━━ Data provided
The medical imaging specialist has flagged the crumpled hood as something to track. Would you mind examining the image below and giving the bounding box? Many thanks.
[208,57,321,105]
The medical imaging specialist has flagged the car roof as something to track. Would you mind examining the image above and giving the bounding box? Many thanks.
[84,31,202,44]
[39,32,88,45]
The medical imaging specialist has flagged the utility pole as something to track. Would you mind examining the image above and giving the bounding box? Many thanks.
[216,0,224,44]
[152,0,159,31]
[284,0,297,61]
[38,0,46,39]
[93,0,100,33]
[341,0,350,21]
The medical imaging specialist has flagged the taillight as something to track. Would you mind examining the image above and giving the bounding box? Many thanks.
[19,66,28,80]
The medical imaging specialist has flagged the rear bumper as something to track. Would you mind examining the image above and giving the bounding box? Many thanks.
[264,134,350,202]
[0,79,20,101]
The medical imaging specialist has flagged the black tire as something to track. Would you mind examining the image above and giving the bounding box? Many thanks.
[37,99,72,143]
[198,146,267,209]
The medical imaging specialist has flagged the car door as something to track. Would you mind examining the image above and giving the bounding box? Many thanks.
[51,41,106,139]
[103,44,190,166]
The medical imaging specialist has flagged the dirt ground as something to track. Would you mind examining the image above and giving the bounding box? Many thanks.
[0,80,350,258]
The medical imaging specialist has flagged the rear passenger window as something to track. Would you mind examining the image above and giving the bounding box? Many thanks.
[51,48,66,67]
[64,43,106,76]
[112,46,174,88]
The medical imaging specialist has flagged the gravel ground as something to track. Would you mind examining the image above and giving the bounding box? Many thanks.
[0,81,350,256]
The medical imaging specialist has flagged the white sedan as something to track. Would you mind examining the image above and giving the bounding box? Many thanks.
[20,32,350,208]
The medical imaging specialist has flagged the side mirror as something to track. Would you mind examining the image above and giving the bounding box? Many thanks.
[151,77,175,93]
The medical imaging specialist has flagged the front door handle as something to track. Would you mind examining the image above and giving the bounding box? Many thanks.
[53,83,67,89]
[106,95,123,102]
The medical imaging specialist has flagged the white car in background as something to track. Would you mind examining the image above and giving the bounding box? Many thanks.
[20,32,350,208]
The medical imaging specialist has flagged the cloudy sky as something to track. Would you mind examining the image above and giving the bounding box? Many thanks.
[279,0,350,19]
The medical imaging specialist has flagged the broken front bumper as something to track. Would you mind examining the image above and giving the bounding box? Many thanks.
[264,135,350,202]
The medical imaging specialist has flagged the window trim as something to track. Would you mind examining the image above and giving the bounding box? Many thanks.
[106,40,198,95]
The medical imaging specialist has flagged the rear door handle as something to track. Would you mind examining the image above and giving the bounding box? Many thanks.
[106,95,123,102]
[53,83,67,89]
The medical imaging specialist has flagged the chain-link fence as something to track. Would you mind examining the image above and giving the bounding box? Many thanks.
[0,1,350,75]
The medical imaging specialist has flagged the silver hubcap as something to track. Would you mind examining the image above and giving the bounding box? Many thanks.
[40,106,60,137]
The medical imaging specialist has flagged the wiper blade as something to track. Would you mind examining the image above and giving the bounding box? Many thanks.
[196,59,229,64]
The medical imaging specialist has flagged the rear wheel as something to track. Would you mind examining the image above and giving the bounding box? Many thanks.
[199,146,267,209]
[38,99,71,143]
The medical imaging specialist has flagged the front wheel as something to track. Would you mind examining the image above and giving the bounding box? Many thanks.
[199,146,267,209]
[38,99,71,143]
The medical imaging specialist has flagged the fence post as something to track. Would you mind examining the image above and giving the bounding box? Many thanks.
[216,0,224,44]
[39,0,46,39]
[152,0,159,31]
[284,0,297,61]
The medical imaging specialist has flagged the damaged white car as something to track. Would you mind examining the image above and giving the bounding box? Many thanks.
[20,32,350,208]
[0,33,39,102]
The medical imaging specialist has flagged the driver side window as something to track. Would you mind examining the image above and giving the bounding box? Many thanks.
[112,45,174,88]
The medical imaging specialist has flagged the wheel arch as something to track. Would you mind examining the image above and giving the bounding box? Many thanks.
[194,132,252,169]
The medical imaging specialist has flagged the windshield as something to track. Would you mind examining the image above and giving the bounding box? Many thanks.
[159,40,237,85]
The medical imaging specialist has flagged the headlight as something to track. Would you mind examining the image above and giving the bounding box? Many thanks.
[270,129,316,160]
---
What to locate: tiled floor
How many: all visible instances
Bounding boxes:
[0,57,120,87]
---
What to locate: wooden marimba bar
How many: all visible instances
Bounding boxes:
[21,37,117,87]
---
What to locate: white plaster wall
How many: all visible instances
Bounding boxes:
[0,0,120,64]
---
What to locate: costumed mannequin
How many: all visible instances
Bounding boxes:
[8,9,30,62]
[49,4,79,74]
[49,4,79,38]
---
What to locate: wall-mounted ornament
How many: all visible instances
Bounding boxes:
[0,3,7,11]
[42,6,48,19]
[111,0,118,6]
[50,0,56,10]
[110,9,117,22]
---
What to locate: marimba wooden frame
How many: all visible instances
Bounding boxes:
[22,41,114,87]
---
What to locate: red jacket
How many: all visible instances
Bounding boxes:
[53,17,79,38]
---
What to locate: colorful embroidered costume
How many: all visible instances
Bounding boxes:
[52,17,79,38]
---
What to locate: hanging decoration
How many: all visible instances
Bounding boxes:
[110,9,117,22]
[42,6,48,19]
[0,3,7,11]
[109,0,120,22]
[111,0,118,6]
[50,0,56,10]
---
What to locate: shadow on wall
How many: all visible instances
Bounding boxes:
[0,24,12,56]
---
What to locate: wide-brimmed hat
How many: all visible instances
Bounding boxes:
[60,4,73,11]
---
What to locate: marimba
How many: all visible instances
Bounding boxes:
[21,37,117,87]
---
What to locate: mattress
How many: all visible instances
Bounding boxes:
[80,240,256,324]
━━━━
Required work - Render the entire listing above as a numbered list, with blank lines omitted.

Final result -
1. The medical imaging specialist has flagged the crumpled hood as something to track. Would you mind examining the image below and giving the bounding box? Many thanks.
2. [208,57,321,105]
3. The medical imaging specialist has flagged the car roof as something to track. Would you mind examining the image above and giving the bounding box? Many thanks.
4. [84,31,202,44]
5. [39,32,88,45]
6. The medical imaging specialist has flagged the utility pole as something to track. Would you mind examining the image above and giving the bounding box? Many thanks.
7. [216,0,224,44]
8. [152,0,159,31]
9. [284,0,297,61]
10. [38,0,46,39]
11. [93,0,100,33]
12. [341,0,350,21]
13. The medical imaging specialist has flagged the taillight as something to track. Would you mind examining the image above and giving the bounding box? Many thanks.
14. [19,66,28,80]
15. The medical imaging specialist has flagged the rear bumper as something to track. Would you mind examining the image above and giving the bounding box? Many thanks.
16. [264,134,350,202]
17. [0,79,20,101]
18. The medical imaging specialist has flagged the black tire as something to track. Would you mind examining the image above and giving the bounding box? Many thanks.
19. [37,99,72,143]
20. [198,146,267,209]
21. The medical imaging specialist has flagged the car door as something to track. Would you mind examining the image above and giving the bounding box? Many thanks.
22. [51,41,106,139]
23. [103,44,190,166]
24. The medical imaging specialist has flagged the dirt ground as something to track. Would you mind examining the image above and giving the bounding box? Many thanks.
25. [0,80,350,258]
26. The medical imaging specialist has flagged the rear passenger window as something to track. Would you mind examining the image above and giving the bounding box? Many thanks.
27. [51,48,66,67]
28. [64,43,106,76]
29. [112,46,174,88]
30. The medical imaging specialist has flagged the gravel ground as something to track. Would you mind examining the image above and giving the bounding box? Many thanks.
31. [0,81,350,256]
32. The medical imaging specialist has flagged the white sedan as something to track. Would you mind examining the image above and giving the bounding box? Many thanks.
33. [20,32,350,208]
34. The medical imaging specialist has flagged the side mirror as something to track. Would you mind examining the image above and giving the bounding box? Many thanks.
35. [151,77,175,93]
36. The medical imaging specialist has flagged the front door handle as something to track. Would you mind examining the image above and giving the bounding box? Many thanks.
37. [53,83,67,89]
38. [106,95,123,102]
39. The medical imaging specialist has flagged the white car in background as something to track. Would you mind examining the image above and giving the bounding box? Many thanks.
40. [20,32,350,208]
41. The medical imaging specialist has flagged the cloudy sky as something to track. Would you mind examining the image above and giving the bounding box? Many thanks.
42. [279,0,350,19]
43. The medical imaging specialist has flagged the broken front bumper as something to track. Would you mind examining the image above and giving the bounding box? Many thanks.
44. [264,135,350,202]
45. The medical imaging specialist has flagged the window trim as something to track. Would you mind examining the image above and giving the bounding box? Many thanks.
46. [106,40,198,95]
47. The medical imaging specialist has flagged the rear door handle as something to track. Would you mind examining the image above and giving the bounding box? Many thanks.
48. [106,95,123,102]
49. [53,83,67,89]
50. The medical imaging specialist has flagged the chain-link fence as something to track. Would you mind examining the image above and giving the bounding box? Many thanks.
51. [0,1,350,75]
52. The medical imaging specialist has flagged the silver hubcap as something to track. Would you mind examining the image above and giving the bounding box? Many thanks.
53. [40,106,60,137]
54. The medical imaging specialist has flagged the wiper blade as something to track. Would you mind examining the image above and giving the bounding box? Many thanks.
55. [196,59,229,64]
56. The medical imaging specialist has flagged the rear wheel as something to track. Would you mind examining the image above and giving the bounding box? Many thanks.
57. [199,146,267,209]
58. [38,99,71,143]
59. The medical imaging specialist has flagged the front wheel as something to track. Would you mind examining the image above and giving the bounding box? Many thanks.
60. [199,146,267,209]
61. [38,99,71,143]
62. The medical imaging specialist has flagged the fence post as something to track. Would you mind examining the image above and giving the bounding box? Many thanks.
63. [216,0,224,44]
64. [39,0,46,39]
65. [152,0,159,31]
66. [284,0,297,61]
67. The medical imaging specialist has flagged the damaged white car as something to track. Would you mind examining the image above and giving the bounding box? Many thanks.
68. [20,32,350,208]
69. [0,33,39,102]
70. The medical imaging specialist has flagged the driver side window as something to track. Would you mind examining the image above and giving the bounding box? Many thanks.
71. [112,45,174,88]
72. The medical imaging specialist has flagged the wheel arch as something to track. Would you mind examining the image above and giving the bounding box? Many thanks.
73. [194,132,252,169]
74. The medical imaging specialist has flagged the windshield as something to track. Would you mind examining the image above and giving the bounding box? Many thanks.
75. [159,40,237,85]
76. The medical imaging specialist has flagged the headlight as something to track. Would you mind examining the image above and giving the bounding box? Many thanks.
77. [270,129,316,160]
78. ---
79. What to locate: tiled floor
80. How many: all visible instances
81. Bounding boxes:
82. [0,57,120,87]
83. ---
84. What to locate: wooden marimba bar
85. How many: all visible instances
86. Bounding boxes:
87. [21,37,117,87]
88. ---
89. What to locate: white plaster wall
90. How many: all visible instances
91. Bounding boxes:
92. [0,0,120,64]
93. ---
94. What to locate: costumed mannequin
95. How many: all visible instances
96. Bounding boxes:
97. [8,9,30,62]
98. [49,4,79,74]
99. [49,4,79,38]
100. ---
101. What to locate: wall-mounted ornament
102. How many: all visible instances
103. Bounding boxes:
104. [0,3,7,11]
105. [42,6,48,19]
106. [111,0,118,6]
107. [50,0,56,10]
108. [110,9,117,22]
109. ---
110. What to locate: marimba wooden frame
111. How many: all visible instances
112. Bounding boxes:
113. [22,41,114,87]
114. ---
115. What to locate: red jacket
116. How many: all visible instances
117. Bounding boxes:
118. [53,17,79,38]
119. ---
120. What to locate: colorful embroidered costume
121. How many: all visible instances
122. Bounding boxes:
123. [52,17,79,38]
124. ---
125. What to locate: hanging decoration
126. How many: all visible instances
127. Bounding boxes:
128. [110,9,117,22]
129. [42,6,48,19]
130. [0,3,7,11]
131. [109,0,120,22]
132. [111,0,118,6]
133. [50,0,56,10]
134. ---
135. What to locate: shadow on wall
136. How many: all visible instances
137. Bounding boxes:
138. [0,24,12,56]
139. ---
140. What to locate: wide-brimmed hat
141. How many: all visible instances
142. Bounding boxes:
143. [60,4,73,11]
144. ---
145. What to locate: marimba
146. How many: all visible instances
147. Bounding boxes:
148. [21,37,117,87]
149. ---
150. What to locate: mattress
151. How many: all visible instances
152. Bounding boxes:
153. [80,240,256,324]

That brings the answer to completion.